_Exercise text:_
──────────────────────────────

We Hear the Clock Tick in "4.48 Psychosis"

4.48 Psychosis by Sarah Kane, directed by thesis candidate Jordan Jozwik, opens Thursday, March 3 for a three-night run. The play was the last Kane wrote and the script is unconventional to say the least. There are no specifications about character, setting, stage direction, or even what is and is not dialogue. 4.48 Psychosis repeatedly asks the question, how can one dramatize blank spaces, a series of numbers, or words that tumble down a page?

The production tells the story of a woman anguished over her lack of connection and her earnest attempts to communicate. The reason the play is titled 4.48 Psychosis  is because 4:48 a.m. is the protagonist’s sole moment of lucidity during the day. Throughout the play she struggles with clinical depression and her experience with doctors and medicine. The play is fifty minutes long, ending with her moment of clarity, the minute every day she wakes and can think lucidly, 4:48 a.m.

The play’s reception and productions have historically been tied to the suicide of the author which Jozwik sees as a disservice to both Kane and 4.48. “It’s not a play about suicide.” Jozwik says. “It’s a play about communicating with people and reaching out. . .it’s upsetting that people devalue Kane’s work and say it’s just about her, that she wrote a long suicide note. . .I think this is a really rational play. It’s a rational way to react.”

──────────────────────────────

_Records supplied:_
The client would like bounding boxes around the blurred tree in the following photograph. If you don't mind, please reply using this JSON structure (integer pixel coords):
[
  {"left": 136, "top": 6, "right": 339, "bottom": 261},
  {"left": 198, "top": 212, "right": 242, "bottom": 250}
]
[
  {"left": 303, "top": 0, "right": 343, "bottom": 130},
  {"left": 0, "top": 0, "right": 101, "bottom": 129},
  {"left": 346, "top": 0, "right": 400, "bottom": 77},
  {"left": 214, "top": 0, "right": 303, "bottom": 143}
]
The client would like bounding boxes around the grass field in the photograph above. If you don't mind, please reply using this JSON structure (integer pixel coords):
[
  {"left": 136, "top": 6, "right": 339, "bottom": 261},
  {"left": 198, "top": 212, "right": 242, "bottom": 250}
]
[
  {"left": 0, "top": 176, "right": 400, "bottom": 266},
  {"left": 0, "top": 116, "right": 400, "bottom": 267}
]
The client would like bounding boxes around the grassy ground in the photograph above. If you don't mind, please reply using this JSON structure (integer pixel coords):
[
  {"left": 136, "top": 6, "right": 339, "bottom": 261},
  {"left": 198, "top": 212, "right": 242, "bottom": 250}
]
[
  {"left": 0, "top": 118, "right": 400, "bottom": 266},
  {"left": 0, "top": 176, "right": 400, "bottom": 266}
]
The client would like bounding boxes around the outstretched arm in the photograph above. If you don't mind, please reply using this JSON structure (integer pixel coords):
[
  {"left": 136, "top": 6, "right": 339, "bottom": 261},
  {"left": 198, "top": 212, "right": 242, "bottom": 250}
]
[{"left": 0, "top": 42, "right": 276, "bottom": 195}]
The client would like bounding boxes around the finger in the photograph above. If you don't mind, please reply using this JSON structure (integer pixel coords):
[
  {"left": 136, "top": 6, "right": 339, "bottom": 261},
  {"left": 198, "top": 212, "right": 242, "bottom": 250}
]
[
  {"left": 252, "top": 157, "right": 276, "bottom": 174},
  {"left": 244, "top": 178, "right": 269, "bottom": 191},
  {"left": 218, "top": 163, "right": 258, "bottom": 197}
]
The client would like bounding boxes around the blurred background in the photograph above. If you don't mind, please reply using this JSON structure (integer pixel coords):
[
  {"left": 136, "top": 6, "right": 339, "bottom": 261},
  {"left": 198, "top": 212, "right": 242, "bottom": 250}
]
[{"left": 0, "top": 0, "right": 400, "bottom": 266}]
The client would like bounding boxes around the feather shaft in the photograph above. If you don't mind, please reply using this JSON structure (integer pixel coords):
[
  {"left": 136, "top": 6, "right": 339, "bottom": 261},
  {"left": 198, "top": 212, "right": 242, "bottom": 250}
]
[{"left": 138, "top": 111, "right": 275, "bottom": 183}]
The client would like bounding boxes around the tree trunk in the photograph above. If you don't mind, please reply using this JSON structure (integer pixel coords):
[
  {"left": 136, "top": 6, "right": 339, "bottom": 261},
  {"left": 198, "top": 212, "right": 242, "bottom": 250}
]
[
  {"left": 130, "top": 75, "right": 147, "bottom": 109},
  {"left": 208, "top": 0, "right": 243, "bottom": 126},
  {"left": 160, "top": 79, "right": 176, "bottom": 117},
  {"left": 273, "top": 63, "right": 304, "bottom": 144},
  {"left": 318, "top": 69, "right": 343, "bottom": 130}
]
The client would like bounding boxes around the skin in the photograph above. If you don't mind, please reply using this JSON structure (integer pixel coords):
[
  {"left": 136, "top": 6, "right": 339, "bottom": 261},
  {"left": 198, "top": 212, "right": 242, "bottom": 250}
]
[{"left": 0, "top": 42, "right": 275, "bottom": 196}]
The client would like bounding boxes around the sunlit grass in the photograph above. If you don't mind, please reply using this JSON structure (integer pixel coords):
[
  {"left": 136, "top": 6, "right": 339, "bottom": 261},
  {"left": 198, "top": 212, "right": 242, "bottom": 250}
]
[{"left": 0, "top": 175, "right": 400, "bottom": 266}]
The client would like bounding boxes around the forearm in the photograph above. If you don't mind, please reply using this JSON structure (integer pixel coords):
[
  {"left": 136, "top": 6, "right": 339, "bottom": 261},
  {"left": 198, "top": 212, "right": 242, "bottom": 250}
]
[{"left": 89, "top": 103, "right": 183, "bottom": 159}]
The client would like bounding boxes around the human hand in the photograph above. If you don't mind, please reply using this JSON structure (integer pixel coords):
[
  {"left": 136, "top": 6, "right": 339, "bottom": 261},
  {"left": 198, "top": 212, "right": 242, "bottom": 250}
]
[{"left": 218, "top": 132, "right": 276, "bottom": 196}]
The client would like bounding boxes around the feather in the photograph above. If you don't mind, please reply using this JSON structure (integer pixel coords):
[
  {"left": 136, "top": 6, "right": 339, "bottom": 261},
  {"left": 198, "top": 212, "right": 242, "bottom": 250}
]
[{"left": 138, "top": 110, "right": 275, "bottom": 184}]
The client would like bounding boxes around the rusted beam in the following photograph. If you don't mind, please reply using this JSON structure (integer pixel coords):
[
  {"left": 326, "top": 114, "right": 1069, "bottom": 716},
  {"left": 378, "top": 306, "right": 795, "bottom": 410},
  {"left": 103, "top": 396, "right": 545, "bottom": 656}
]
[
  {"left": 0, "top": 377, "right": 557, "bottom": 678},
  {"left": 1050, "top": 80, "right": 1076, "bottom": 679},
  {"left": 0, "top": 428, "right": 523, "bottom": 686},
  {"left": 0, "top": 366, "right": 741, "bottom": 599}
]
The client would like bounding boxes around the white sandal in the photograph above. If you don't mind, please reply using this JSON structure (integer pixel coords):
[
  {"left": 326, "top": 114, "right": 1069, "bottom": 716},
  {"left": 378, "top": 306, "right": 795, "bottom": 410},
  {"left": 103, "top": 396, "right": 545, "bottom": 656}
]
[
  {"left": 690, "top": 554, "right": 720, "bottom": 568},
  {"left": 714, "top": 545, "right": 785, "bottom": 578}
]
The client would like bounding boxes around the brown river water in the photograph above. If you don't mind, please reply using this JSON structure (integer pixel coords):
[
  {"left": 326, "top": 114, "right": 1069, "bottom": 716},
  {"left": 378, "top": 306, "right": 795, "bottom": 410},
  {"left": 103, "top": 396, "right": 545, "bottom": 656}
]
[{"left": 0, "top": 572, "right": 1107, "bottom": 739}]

──────────────────────────────

_Explore the material:_
- a) According to the article on the 4.48 Psychosis production, why does the play carry that title?
- b) Write what comes next in the article on the 4.48 Psychosis production, starting after its last sentence.
The lines are not needed here.

_Answers by task:_
- a) The play is titled 4.48 Psychosis because 4:48 a.m. is the protagonist's sole moment of lucidity during the day.

- b)
In the past there have been productions of the play where pills rain down on the audience or the characters are dressed in bloodied hospital gowns. 4.48 has been categorized by critics as “in yer face” theater. Jozwik’s production goes a subtler route, delving into its darkness from a place of empathy. We hear murmurs of psychosis and clock ticks from a reality that lurks off-stage. There are microphones hidden within the set so that when Harris walks, falls, or beats her hands on the ground, we can hear her almost as if we were buried beneath her. In this production every motion and every minute counts.

The play is staged in the Black Box in the performing arts building with the set as a raised black square. Standing out against the darkness is the play’s one actor, Lily Harris ’16, dressed in white. Four risers surround the set with a large screen above each. Projected onto them is Harris’ inscrutable video portrait, which blinks and stares listlessly in grayscale. The video recording plays the roles of lover, doctor, and a shadowy ‘other’ in a shifting dialogue with the living Harris. They represent a diverging body and soul, both trying to reunite.

“These conversations she has,” says Jozwik of the scenes between the actor and the portrait, “they probably happened, but what’s on stage isn’t how they happened. It’s not what the doctor actually was saying, it’s how the patient remembers it. The play is all one span of time, fifty minutes inside someone’s mind.”

The mind we visit in 4.48 Psychosis is played without softening or apology for its pain. Harris is simultaneously the object of our intrigue and our Virgil. She carries the role into its depths with a flame of humanity. When she climbs atop the black square stage, we never want to see her go. When she descends, we long for our own minute of peace, after being left in the void.

4.48 Psychosis by Sarah Kane, directed by Jordan Jozwik, runs March 3–5 in the Black Box in the PAB. Tickets are $3 for the Reed community, $5 general admission, available now.